* [Görevler]:
a) Para transferi haberinde geçen "5 lira sizi buradan havaalanına götürmez." cümlesini İngilizceye çevirin.
b) Para transferi haberini son cümlesinden sonra kaldığı yerden sürdürün.

CHP'li Tezcan para transferine ilişkin dekontları gösterdi
CHP Parti Sözcüsü Bülent Tezcan Erdoğan'ın yakınlarının para transferi iddialarıyla ilgili konuştu, orijinal olduğu belirtilen dekontları gösterdi.
CHP Sözcüsü Bülent Tezcan, Cumhurbaşkanı Erdoğan’ın yakınlarının vergi cenneti Man Adası’na milyonlarca dolar aktardığı iddiasıyla ilgili açıklama yaptı. Tezcan, para transferine ait orijinal olduğunu belirttiği dekont ve belgeleri gösterdi.
Tezcan'ın açıklaması şöyle:
'PARMAK HESABI VİCDAN HESABINI YENDİ'
"Açtırma kutuyu söyletme kötüyü derler. Mübarek cuma günü, bize kutuyu açtıracaklar. Biz, TBMM bu konuyu görüşsün dedik ama hakim irade bu konunun görüşülmesinden anlaşılan o ki rahatsız. Biz kutuyu açtık, bundan sonraki artık kutunun içinden çıkanlardan kimin rahatsız olacağı ile ilgili. Kemal Kılıçdaroğlu grup toplantısında bir para trafiğini belgelerle açıkladı. Bellway diye bir şirket var Man Adası'nda kurulmuş, naylon şirket. Bunu unutmayın naylon şirket. Çünkü 1 sterlin sermayeli bir şirket. Türk parasıyla söylüyorum şirketin sermayesi 5 lira. 5 lira sizi buradan havaalanına götürmez. Peki bu şirketin diğer tarafında Cumhurbaşkanı Erdoğan'ın akrabaları var. Başkanımız salı günü bunu açıkladı, biz de konuyla ilgili önerge verdik; araştırılsın diye. Ama talebimiz AK Partili vekillerin oyuyla reddedildi. Dün TBMM'de parmak hesabı vicdan hesabını yendi.

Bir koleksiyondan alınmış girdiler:
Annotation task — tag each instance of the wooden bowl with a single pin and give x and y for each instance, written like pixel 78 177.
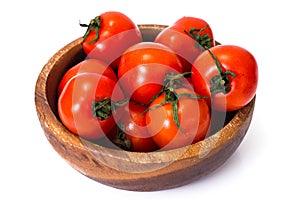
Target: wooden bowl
pixel 131 170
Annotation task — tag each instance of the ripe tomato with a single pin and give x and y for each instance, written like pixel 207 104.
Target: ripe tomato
pixel 193 116
pixel 228 93
pixel 133 125
pixel 142 70
pixel 109 35
pixel 76 108
pixel 87 66
pixel 184 43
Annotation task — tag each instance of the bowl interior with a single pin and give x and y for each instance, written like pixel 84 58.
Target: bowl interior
pixel 73 54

* [Yanıtlar]:
a) 5 lira won't take you from here to the airport.

b)
Bizi susturmaya güçleri yetmeyecek. Bütün dünyanın imkanlarını kullansan ve üzerimize gelsen de bizi susturmaya gücün yetmeyecek.
Şimdi olayı bir hatırlayalım. Man Adası'nda bir şirket kuruluyor. Şirketin ana sözleşmesi burada. 2 Ağustos 2010 tarihinde şirket kurulmuş. Bir ortağı var; Sıdkı Ayan. Bir ortaklı, bir hisseli. Böyle bir şirketi Türkiye'de kurdururlar mı? Ayan 2 Ağustos tarihinde şirketi kurdurmuştu, bu hissesini 2.5 ay üzerinde tutmuş güya, 15 Kasım 2011 tarihinde Kazım Öztaş diye birisine devretmiş. Senaryonun isimleri bunlar. Bu isimler üzerinde yürüyen bir süreç. Kaça devretmiş, 1 sterline devretmiş. 1 ay sonra yani 15 Aralık 2011 tarihinden itibaren o söylenen para trafiği başlamış. 15 Aralık 2011 tarihi ile 4 Ocak 2012 tarihleri arasında 15 milyon dolarlık bir para trafiği var. Şirketi kuruyorsun, birine devrediyorsun, bir ay sonra devraldığın kişiyle bir para trafiği başlıyor.
TEK TEK DEKONT GÖSTERDİ
Olayı hatırladık. Şimdi bize dediler ki bu belgeler sahte. Sahte dedikleri dekontlar; Mustafa Erdoğan 1 milyon 250 bin dolarlık dekont, bu mu sahte? Bitmedi, Ziya İlgen 1 milyon 250 bin dolarlık dekont bu mu sahte? Ahmet Bilal Erdoğan 1 milyon 450 bin dolarlık dekont bu mu sahte? Ahmet Burak Erdoğan, 2 milyon 300 bin dolarlık banka dekontu, orjinali, bu mu sahte? Mustafa Gündoğan 1 milyon 250 bin dolarlık dekont. Bu mu sahte? Hani sahteydi. Osman Ketenci, dünürü 1 milyon 250 bin dolarlık dekont. Bu mu sahte? Yine Ketenci 1 milyon dolarlık dekont bu mu sahte? Mustafa Erdoğan 2.5 milyon dolarlık dekont bu mu sahte? Ve son olarak Ziya İlgen, enişte 2.5 milyon dolarlık dekont bu mu sahte? Hangisi sahte? Bunların tamamı orijinal belgeler. Şimdi bu belgelerin tamamını size dağıtacağım.
Sahte dediler, sahte iddiası çöktü. Savcılık da istemiş vereceğiz savcılığa.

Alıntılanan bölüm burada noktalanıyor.